# [Point-based annotation data]
──────────

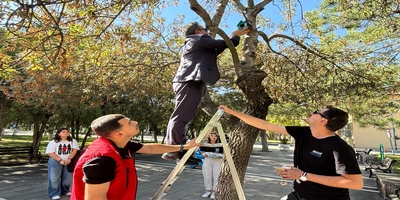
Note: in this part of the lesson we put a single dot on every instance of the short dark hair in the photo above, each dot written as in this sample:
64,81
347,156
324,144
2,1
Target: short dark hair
214,133
105,125
190,28
57,138
336,117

──────────

# [Short problem]
Can you copy out these lines exactly as they appear, leaving the pictures out of your answer?

# [Finished exercise]
Note: in this part of the lesson we put a single dot on every instance of the short dark hair in the photo above, each dot written as in this sample:
64,81
347,156
324,144
2,1
Target: short dark hair
214,133
105,125
190,28
57,138
336,117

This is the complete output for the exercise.